Re-Opening After COVID: An Overlooked Perspective on Small Businesses

It's ironic that a leading narrative during the COVID-19 pandemic has been the struggle of small business, yet one that is completely overlooked when it comes to stocks. Small businesses have been struggling to survive or outright shutting down during the pandemic.

Let's assess this with a bit of logic. If small businesses are shutting down, where is all that money going? It's going to large businesses like Amazon, Costco, Walmart, Apple, Microsoft, Home Depot, etc. all of which saw substantial growth during the pandemic. What happens when restrictions subside and life returns to normal? People go to restaurants, bars, tours, ski hills, road trips, souvenir shops, and spend money in foreign countries when they travel. These businesses often don't have tickers, and therefore money spent does not contribute to the growth of public companies.

_EXTRACTED INFORMATION:_
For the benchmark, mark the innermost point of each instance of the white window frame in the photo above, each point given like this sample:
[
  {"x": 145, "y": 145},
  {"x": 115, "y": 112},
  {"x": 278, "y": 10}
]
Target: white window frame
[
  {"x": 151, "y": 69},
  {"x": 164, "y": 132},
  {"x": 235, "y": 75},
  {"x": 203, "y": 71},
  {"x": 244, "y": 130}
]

_TASK INSTRUCTIONS:_
**A)** Answer these questions about the small-business article, one line each:
(i) What does the article say small businesses have been doing during the pandemic?
(ii) Which large businesses does it name?
(iii) Why does it say money spent at the places people visit after restrictions subside does not help public companies grow?
**B)** Say whether each statement agrees with the small-business article, answering yes or no and quoting the words that decide it:
(i) The article calls the struggle of small business a leading narrative during the pandemic.
(ii) The large businesses it names shrank during the pandemic.
(iii) Ski hills appear among the places the article says people go once life returns to normal.
**C)** Write a continuation of the small-business article, starting after its last sentence.

_ANSWERS TO THE PROBLEMS:_
**A)**
(i) Struggling to survive or outright shutting down.
(ii) Amazon, Costco, Walmart, Apple, Microsoft, and Home Depot.
(iii) Those businesses often don't have tickers.

**B)**
(i) Yes: "a leading narrative during the COVID-19 pandemic has been the struggle of small business"
(ii) No: "all of which saw substantial growth during the pandemic"
(iii) Yes: "People go to restaurants, bars, tours, ski hills, road trips, souvenir shops"

**C)**
Absurdly high PE ratios of said companies means the market expects this insane growth over the last few years to continue and that's just not realistic even in a pandemic setting as it becomes more difficult to outpace their lofty benchmarks. This reallocation of spending is something that's not being addressed. Sure, small business might not make a full comeback, but in order for these large companies to grow into their valuations they can't have anything get in the way of their momentum, there is no room for error.

For these reasons I counterintuitively consider the re-opening of the economy bearish.

Recent Positions: from 100% stocks to 90% cash since December 31, 2021 the rest:

  • Short-dated puts: RIVN, LCID, EA (after ATVI hype), SPY, ZS – sold most of these already
  • Long-dated puts: AAPL, COST, SPY
  • Short gambling calls/swing plays mostly for earnings: INTC, AMD, SNAP (after FB fear), NVDA, FB (OUCH!)